EXERCISE BRIEF |
Please retype all of the records below word for word, leaving out any pictures.

(Beginning of EXCERPTED DATA)

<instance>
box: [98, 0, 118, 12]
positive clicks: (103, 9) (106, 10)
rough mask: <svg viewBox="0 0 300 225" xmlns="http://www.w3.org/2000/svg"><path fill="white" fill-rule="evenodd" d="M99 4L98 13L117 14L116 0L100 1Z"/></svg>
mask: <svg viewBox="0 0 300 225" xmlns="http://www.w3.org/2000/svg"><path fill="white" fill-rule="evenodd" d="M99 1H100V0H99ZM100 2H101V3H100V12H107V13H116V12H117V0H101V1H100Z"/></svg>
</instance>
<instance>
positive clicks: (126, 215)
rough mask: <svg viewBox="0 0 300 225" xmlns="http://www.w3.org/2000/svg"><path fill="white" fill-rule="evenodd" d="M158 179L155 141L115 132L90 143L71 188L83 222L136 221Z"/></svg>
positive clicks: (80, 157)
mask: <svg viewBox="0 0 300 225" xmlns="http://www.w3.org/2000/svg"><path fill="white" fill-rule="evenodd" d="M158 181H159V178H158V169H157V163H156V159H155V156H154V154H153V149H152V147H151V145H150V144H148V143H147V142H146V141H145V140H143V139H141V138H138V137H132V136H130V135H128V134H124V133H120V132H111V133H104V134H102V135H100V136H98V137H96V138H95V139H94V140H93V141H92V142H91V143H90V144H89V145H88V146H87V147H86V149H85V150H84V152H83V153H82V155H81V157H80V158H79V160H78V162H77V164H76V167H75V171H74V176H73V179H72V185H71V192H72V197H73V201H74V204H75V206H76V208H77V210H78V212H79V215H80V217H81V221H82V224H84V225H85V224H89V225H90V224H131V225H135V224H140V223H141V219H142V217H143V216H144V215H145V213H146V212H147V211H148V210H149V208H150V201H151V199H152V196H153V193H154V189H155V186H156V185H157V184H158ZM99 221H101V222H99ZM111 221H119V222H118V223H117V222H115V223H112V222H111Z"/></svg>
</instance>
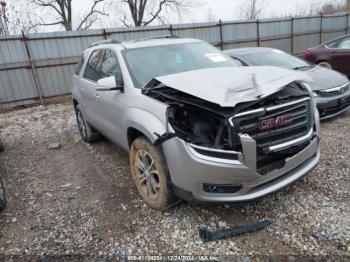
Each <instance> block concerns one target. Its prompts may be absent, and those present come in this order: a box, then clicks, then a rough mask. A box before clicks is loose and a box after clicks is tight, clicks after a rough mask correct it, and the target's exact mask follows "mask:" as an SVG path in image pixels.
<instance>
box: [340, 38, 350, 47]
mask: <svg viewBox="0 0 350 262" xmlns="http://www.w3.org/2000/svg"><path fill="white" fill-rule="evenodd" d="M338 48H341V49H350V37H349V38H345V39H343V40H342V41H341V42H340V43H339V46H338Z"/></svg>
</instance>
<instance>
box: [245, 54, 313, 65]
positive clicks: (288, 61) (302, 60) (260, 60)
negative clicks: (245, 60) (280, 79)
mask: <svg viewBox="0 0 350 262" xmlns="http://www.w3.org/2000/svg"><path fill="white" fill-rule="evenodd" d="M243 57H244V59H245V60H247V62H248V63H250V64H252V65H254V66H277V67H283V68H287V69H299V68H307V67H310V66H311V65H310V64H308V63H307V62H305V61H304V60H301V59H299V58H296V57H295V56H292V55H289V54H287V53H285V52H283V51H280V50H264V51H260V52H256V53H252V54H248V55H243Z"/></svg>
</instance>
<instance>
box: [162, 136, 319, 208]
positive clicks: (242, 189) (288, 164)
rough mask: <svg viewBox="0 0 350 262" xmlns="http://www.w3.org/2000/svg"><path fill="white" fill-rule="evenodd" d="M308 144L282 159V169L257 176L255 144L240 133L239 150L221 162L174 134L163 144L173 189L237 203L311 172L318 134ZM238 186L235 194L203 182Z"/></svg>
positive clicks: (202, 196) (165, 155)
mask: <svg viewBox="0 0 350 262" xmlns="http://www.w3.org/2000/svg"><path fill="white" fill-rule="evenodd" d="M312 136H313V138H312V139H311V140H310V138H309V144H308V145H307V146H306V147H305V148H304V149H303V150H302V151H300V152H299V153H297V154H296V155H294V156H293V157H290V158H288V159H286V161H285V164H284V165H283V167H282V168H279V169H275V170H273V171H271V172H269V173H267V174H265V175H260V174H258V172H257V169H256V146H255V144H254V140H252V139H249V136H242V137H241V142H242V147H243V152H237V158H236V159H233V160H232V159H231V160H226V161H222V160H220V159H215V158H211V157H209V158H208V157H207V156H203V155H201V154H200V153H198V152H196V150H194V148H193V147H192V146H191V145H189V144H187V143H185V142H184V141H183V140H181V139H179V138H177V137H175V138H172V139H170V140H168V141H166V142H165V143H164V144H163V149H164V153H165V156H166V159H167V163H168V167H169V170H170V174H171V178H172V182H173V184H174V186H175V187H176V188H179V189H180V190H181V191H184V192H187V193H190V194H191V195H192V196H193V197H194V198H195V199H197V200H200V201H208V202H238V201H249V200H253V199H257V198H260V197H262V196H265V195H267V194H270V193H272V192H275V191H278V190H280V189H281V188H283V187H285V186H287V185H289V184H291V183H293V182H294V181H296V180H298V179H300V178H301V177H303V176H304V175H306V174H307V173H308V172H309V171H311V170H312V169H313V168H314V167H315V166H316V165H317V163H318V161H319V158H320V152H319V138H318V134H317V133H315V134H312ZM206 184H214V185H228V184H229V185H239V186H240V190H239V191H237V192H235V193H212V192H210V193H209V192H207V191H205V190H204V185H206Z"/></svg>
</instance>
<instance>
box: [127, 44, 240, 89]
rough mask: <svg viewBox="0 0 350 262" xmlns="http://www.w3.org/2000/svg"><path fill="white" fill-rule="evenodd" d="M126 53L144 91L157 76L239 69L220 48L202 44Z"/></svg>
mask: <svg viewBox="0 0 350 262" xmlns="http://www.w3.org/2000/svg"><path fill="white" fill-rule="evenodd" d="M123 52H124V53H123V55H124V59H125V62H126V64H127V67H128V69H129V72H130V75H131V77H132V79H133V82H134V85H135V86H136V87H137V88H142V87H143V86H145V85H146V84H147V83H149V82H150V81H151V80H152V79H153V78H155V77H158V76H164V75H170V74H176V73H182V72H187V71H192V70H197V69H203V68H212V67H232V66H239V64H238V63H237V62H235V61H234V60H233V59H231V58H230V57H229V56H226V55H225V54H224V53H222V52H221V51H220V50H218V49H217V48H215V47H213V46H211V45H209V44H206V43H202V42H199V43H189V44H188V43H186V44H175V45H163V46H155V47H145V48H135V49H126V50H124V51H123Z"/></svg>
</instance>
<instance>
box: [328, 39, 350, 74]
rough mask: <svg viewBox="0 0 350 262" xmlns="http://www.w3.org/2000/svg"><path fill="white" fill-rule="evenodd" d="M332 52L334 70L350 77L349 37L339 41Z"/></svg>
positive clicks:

(End of EXCERPTED DATA)

TASK RESULT |
<instance>
box: [98, 0, 118, 12]
positive clicks: (103, 9) (106, 10)
rough mask: <svg viewBox="0 0 300 225" xmlns="http://www.w3.org/2000/svg"><path fill="white" fill-rule="evenodd" d="M99 4L98 13L117 14L116 0L100 1Z"/></svg>
mask: <svg viewBox="0 0 300 225" xmlns="http://www.w3.org/2000/svg"><path fill="white" fill-rule="evenodd" d="M99 1H100V0H99ZM100 2H101V3H100V12H107V13H116V12H117V0H101V1H100Z"/></svg>
</instance>
<instance>
positive clicks: (126, 215)
rough mask: <svg viewBox="0 0 300 225" xmlns="http://www.w3.org/2000/svg"><path fill="white" fill-rule="evenodd" d="M158 179L155 141L115 132L90 143L71 188L83 222L136 221Z"/></svg>
positive clicks: (80, 157)
mask: <svg viewBox="0 0 300 225" xmlns="http://www.w3.org/2000/svg"><path fill="white" fill-rule="evenodd" d="M158 181H159V178H158V169H157V163H156V159H155V156H154V154H153V149H152V147H151V145H150V144H148V143H147V142H146V141H145V140H143V139H141V138H138V137H132V136H130V135H128V134H124V133H120V132H111V133H104V134H102V135H100V136H98V137H96V138H95V139H94V140H93V141H92V142H91V143H90V144H89V145H88V146H87V147H86V149H85V150H84V152H83V153H82V155H81V157H80V158H79V160H78V162H77V164H76V167H75V171H74V176H73V179H72V185H71V192H72V197H73V201H74V204H75V206H76V208H77V210H78V212H79V215H80V217H81V221H82V224H84V225H85V224H89V225H90V224H131V225H135V224H140V223H141V219H142V217H143V216H144V215H145V213H146V212H147V211H148V210H149V208H150V201H151V199H152V196H153V193H154V189H155V186H156V185H157V184H158ZM99 221H101V222H99ZM111 221H119V222H118V223H117V222H115V223H112V222H111Z"/></svg>
</instance>
Each <instance> block concerns one target. Its prompts may be absent, and those present come in this order: a box, then clicks, then a rough mask. A box before clicks is loose and a box after clicks is tight, clicks after a rough mask correct it, and the target's exact mask follows "mask:" as an SVG path in image pixels.
<instance>
box: [340, 38, 350, 47]
mask: <svg viewBox="0 0 350 262" xmlns="http://www.w3.org/2000/svg"><path fill="white" fill-rule="evenodd" d="M338 48H341V49H350V37H349V38H345V39H343V40H342V41H341V42H340V43H339V46H338Z"/></svg>
</instance>
<instance>
box: [245, 54, 313, 65]
positive clicks: (288, 61) (302, 60) (260, 60)
negative clicks: (245, 60) (280, 79)
mask: <svg viewBox="0 0 350 262" xmlns="http://www.w3.org/2000/svg"><path fill="white" fill-rule="evenodd" d="M243 57H244V59H245V60H247V62H248V63H250V64H252V65H254V66H277V67H283V68H287V69H299V68H307V67H310V66H311V65H310V64H308V63H307V62H305V61H304V60H301V59H299V58H296V57H295V56H292V55H289V54H287V53H285V52H283V51H280V50H264V51H260V52H256V53H252V54H248V55H243Z"/></svg>
</instance>
<instance>
box: [162, 136, 319, 208]
positive clicks: (242, 189) (288, 164)
rough mask: <svg viewBox="0 0 350 262" xmlns="http://www.w3.org/2000/svg"><path fill="white" fill-rule="evenodd" d="M308 144L282 159V169L257 176L255 144L240 133L239 150L221 162L174 134L163 144L173 189L237 203L311 172L318 134ZM238 186L235 194L203 182Z"/></svg>
positive clicks: (202, 196) (165, 155)
mask: <svg viewBox="0 0 350 262" xmlns="http://www.w3.org/2000/svg"><path fill="white" fill-rule="evenodd" d="M312 136H313V138H312V139H311V140H310V138H309V144H308V145H307V146H306V147H305V148H304V149H303V150H302V151H300V152H299V153H297V154H296V155H294V156H293V157H290V158H288V159H286V161H285V164H284V165H283V167H282V168H279V169H275V170H273V171H271V172H269V173H267V174H265V175H260V174H258V172H257V169H256V146H255V144H254V140H252V139H249V136H242V137H241V142H242V147H243V152H237V158H236V159H233V160H232V159H231V160H226V161H222V160H220V159H215V158H211V157H209V158H208V157H207V156H203V155H201V154H200V153H198V152H196V150H194V148H193V147H192V146H191V145H189V144H187V143H185V142H184V141H183V140H181V139H179V138H177V137H175V138H172V139H170V140H168V141H166V142H165V143H164V144H163V149H164V153H165V156H166V159H167V163H168V167H169V170H170V174H171V178H172V182H173V184H174V186H175V187H176V188H179V189H180V190H181V191H184V192H187V193H190V194H191V195H192V196H193V197H194V198H195V199H197V200H200V201H208V202H238V201H249V200H253V199H257V198H260V197H262V196H265V195H267V194H270V193H272V192H275V191H278V190H280V189H281V188H283V187H285V186H287V185H289V184H291V183H293V182H294V181H296V180H298V179H300V178H301V177H303V176H304V175H306V174H307V173H308V172H309V171H311V170H312V169H313V168H314V167H315V166H316V165H317V163H318V161H319V158H320V152H319V138H318V134H317V133H315V134H312ZM206 184H214V185H228V184H229V185H239V186H240V190H239V191H237V192H235V193H212V192H210V193H209V192H207V191H205V190H204V185H206Z"/></svg>
</instance>
<instance>
box: [127, 44, 240, 89]
rough mask: <svg viewBox="0 0 350 262" xmlns="http://www.w3.org/2000/svg"><path fill="white" fill-rule="evenodd" d="M126 53L144 91L157 76L239 69L220 48L202 44Z"/></svg>
mask: <svg viewBox="0 0 350 262" xmlns="http://www.w3.org/2000/svg"><path fill="white" fill-rule="evenodd" d="M123 52H124V53H123V55H124V59H125V62H126V64H127V67H128V69H129V72H130V75H131V77H132V79H133V82H134V85H135V86H136V87H137V88H142V87H143V86H145V85H146V84H147V83H149V82H150V81H151V80H152V79H153V78H155V77H158V76H164V75H170V74H176V73H182V72H187V71H192V70H197V69H203V68H212V67H232V66H239V64H238V63H237V62H235V61H234V60H233V59H231V58H230V57H229V56H226V55H225V54H224V53H222V52H221V51H220V50H218V49H217V48H215V47H213V46H211V45H209V44H206V43H202V42H199V43H189V44H188V43H186V44H175V45H163V46H155V47H145V48H135V49H126V50H124V51H123Z"/></svg>
</instance>
<instance>
box: [328, 39, 350, 74]
rough mask: <svg viewBox="0 0 350 262" xmlns="http://www.w3.org/2000/svg"><path fill="white" fill-rule="evenodd" d="M332 52L334 70L350 77L349 37L339 41Z"/></svg>
positive clicks:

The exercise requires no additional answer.